# What you have to do
Copy out the records below with every "picture above" changed to "image above" and everything else left as it is. Leave the pictures out of your answer.

# Material

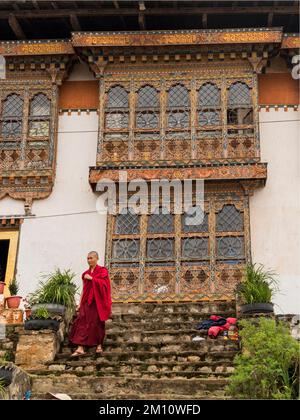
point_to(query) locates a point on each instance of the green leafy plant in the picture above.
(41, 313)
(2, 389)
(268, 367)
(58, 287)
(13, 287)
(258, 285)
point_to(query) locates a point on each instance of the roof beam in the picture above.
(75, 22)
(204, 21)
(58, 13)
(270, 19)
(142, 22)
(16, 27)
(117, 6)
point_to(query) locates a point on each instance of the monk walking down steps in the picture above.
(88, 329)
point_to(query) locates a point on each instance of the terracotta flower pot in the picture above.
(13, 302)
(28, 313)
(2, 285)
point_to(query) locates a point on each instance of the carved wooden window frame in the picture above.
(29, 152)
(188, 276)
(191, 143)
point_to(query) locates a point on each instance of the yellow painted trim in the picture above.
(13, 237)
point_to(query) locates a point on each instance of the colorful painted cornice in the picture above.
(150, 38)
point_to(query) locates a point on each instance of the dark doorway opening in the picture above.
(4, 246)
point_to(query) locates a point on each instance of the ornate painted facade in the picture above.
(171, 105)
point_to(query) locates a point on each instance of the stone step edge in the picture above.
(139, 363)
(184, 375)
(216, 381)
(149, 397)
(227, 353)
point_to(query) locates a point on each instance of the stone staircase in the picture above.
(148, 354)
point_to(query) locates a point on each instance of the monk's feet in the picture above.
(99, 349)
(78, 352)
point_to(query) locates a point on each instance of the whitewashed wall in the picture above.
(49, 242)
(275, 209)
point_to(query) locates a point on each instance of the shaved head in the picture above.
(94, 253)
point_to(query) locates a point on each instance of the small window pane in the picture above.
(40, 106)
(117, 97)
(230, 247)
(193, 222)
(160, 248)
(178, 97)
(126, 249)
(229, 219)
(147, 97)
(127, 224)
(209, 95)
(161, 223)
(178, 119)
(195, 248)
(13, 106)
(147, 120)
(239, 94)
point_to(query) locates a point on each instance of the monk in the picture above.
(88, 329)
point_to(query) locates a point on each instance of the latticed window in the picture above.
(126, 249)
(209, 103)
(160, 249)
(117, 108)
(187, 249)
(230, 247)
(195, 248)
(128, 223)
(178, 107)
(161, 223)
(147, 109)
(239, 108)
(12, 116)
(39, 116)
(194, 221)
(229, 219)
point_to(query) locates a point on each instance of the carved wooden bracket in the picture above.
(258, 63)
(57, 75)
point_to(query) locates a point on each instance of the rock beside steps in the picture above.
(148, 354)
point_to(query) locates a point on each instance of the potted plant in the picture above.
(27, 308)
(257, 289)
(2, 283)
(56, 293)
(41, 320)
(6, 373)
(13, 301)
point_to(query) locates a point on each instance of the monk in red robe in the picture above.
(88, 329)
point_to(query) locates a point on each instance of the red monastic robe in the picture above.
(88, 328)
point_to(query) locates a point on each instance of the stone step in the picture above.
(217, 395)
(116, 327)
(165, 317)
(138, 375)
(154, 308)
(149, 357)
(165, 344)
(111, 385)
(219, 367)
(156, 336)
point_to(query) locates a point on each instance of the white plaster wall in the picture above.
(81, 71)
(63, 241)
(275, 209)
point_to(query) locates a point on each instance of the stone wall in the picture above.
(9, 340)
(20, 384)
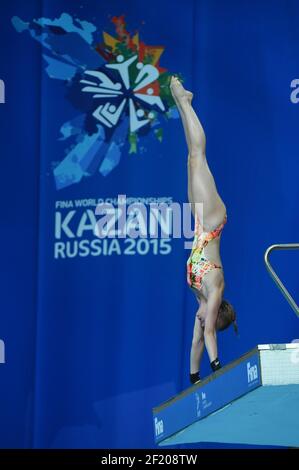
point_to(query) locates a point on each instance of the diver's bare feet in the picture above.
(180, 95)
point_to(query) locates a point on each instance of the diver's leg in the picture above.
(200, 179)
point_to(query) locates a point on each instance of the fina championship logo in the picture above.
(117, 87)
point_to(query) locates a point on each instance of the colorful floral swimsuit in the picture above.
(198, 265)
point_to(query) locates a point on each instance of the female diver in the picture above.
(204, 268)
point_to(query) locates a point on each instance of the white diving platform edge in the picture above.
(253, 400)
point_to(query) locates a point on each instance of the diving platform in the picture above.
(253, 400)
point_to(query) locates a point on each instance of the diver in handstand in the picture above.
(204, 268)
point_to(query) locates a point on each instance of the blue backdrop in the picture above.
(96, 333)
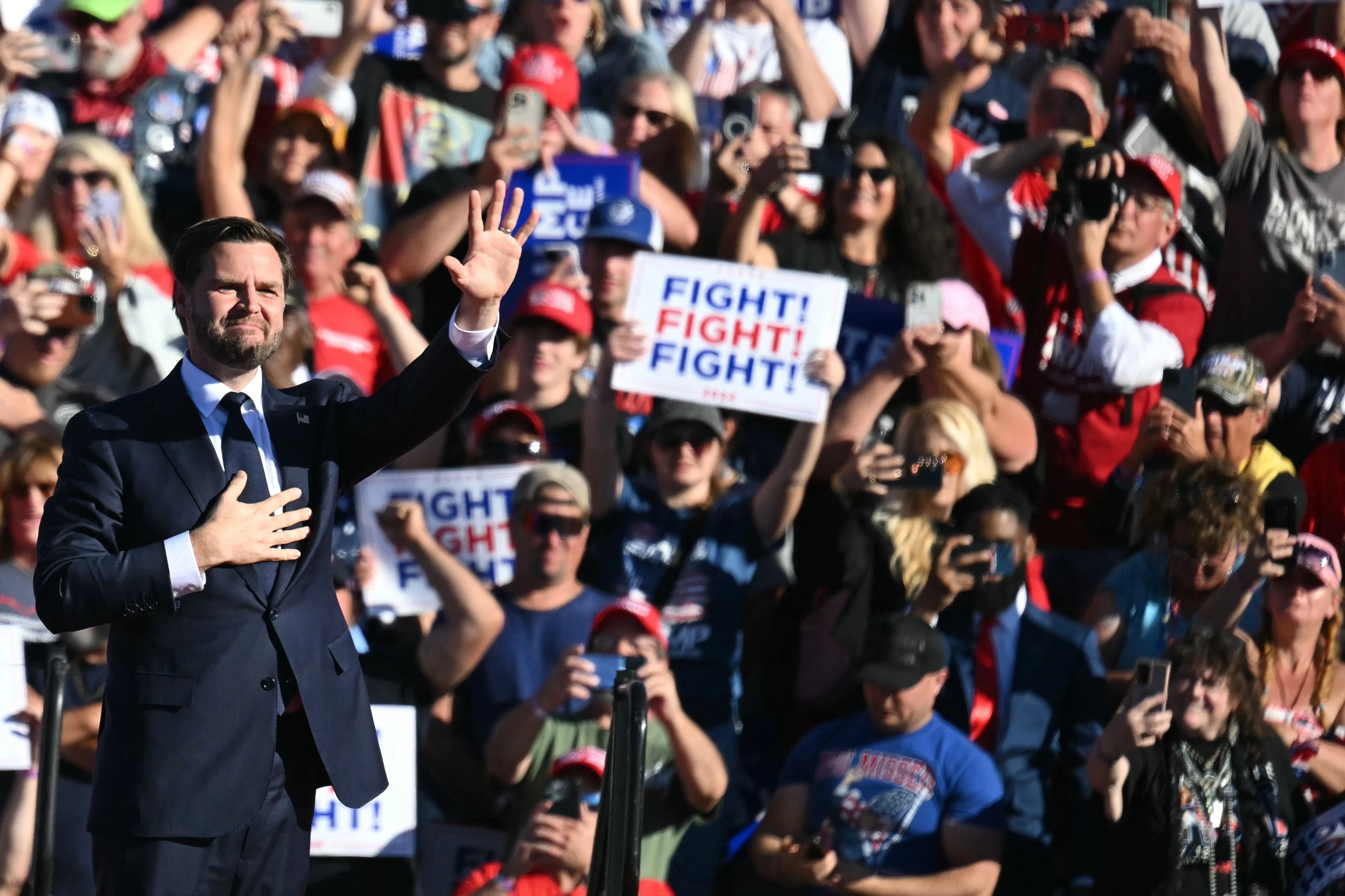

# Answer for this exercise
point_to(query) locates a point on each instance of the green leafy plant in the image above.
(41, 313)
(2, 389)
(268, 367)
(58, 287)
(13, 287)
(258, 285)
point_to(query) locates a point on each instance of the roof beam in the image above.
(75, 22)
(204, 21)
(58, 13)
(270, 19)
(142, 22)
(16, 27)
(117, 6)
point_to(query) locates a point on each instance of the monk walking down steps in the image above.
(88, 329)
point_to(query) locates a point on each instance of the terracotta flower pot in the image above.
(13, 302)
(28, 313)
(2, 285)
point_to(query) locates a point on each instance of the carved wooden window frame in the image above.
(29, 152)
(188, 276)
(191, 143)
point_to(query) locates a point on each instance of the yellow painted trim in the image above.
(13, 237)
point_to(query) locates a point on each instance of the colorful painted cornice in the image above.
(150, 38)
point_to(query) locates a point on each instance of the dark doorway opening in the image above.
(4, 246)
point_to(query) locates a point on each instance of the ornate painted facade in the image above.
(171, 105)
point_to(query) locates a point on each instance of the stone step edge in the image above.
(139, 363)
(184, 375)
(216, 381)
(149, 397)
(227, 353)
point_to(query) locates a point on each instance of the stone staircase in the image above.
(148, 354)
point_to(query) locates a point on each instance of the monk's feet in the image above.
(99, 349)
(78, 352)
point_to(query) locates a point on each instance of the whitewashed wall in the image above.
(49, 242)
(275, 209)
point_to(query) locates a point on each instance of the shaved head in the image above.
(94, 253)
point_to(query) locates a point on each instance of the small window pane in the image above.
(40, 106)
(117, 97)
(230, 247)
(193, 222)
(160, 248)
(178, 97)
(126, 249)
(229, 219)
(147, 97)
(127, 224)
(209, 95)
(161, 223)
(178, 119)
(195, 248)
(13, 106)
(147, 120)
(239, 94)
point_to(query) locates a point on each instance of the monk in the image above.
(88, 329)
point_to(query) locates a point on each instance of the latticed window in the image above.
(126, 249)
(209, 103)
(160, 249)
(117, 108)
(187, 249)
(230, 247)
(195, 248)
(128, 223)
(178, 107)
(161, 223)
(147, 109)
(239, 108)
(12, 116)
(39, 116)
(194, 221)
(229, 219)
point_to(query) locates a point on each instance of the carved wooden bracket in the image above.
(258, 63)
(57, 75)
point_to(query) locates a point on each instance of the rock beside steps in the image above.
(148, 354)
point_to(query) locates a point on each instance of the potted plant in the image above.
(27, 308)
(257, 289)
(2, 283)
(56, 293)
(41, 320)
(6, 373)
(13, 301)
point_to(query) locates a point on each instance of the monk in red robe in the image above.
(88, 329)
point_to(query) locates a point on each instance of the red monastic robe in the image above.
(88, 328)
point_to(query) locates a point on each instance of the stone step in the image above.
(217, 395)
(116, 327)
(165, 317)
(138, 375)
(154, 308)
(149, 357)
(165, 344)
(111, 385)
(219, 367)
(156, 336)
point_to(query) locates a point on each instance of the white plaster wall in the image above.
(81, 71)
(63, 241)
(275, 209)
point_to(query) locates a point on each instance of the stone wall in the image above.
(9, 340)
(20, 384)
point_to(query) locates a point on each instance of the diver's bare feet in the image above.
(180, 95)
point_to(query) locates a point on each instance of the diver's leg in the image above.
(200, 179)
point_to(query) locates a point on each instance of the fina championship logo in the image above.
(117, 87)
point_to(query) locates a point on each instance of the colorful floral swimsuit in the image above.
(198, 265)
point_to(query) locates a point on each instance of the female diver in the image above.
(204, 268)
point_to(query) locates a point on each instance of the white diving platform edge in the image above.
(253, 400)
point_to(query) locates a point on each instance of the diving platform in the image above.
(253, 400)
point_to(query) locates a point on each instance of the diver in handstand in the image above.
(204, 268)
point_to(query) locates a point on each instance of the blue backdrop in the image above.
(96, 333)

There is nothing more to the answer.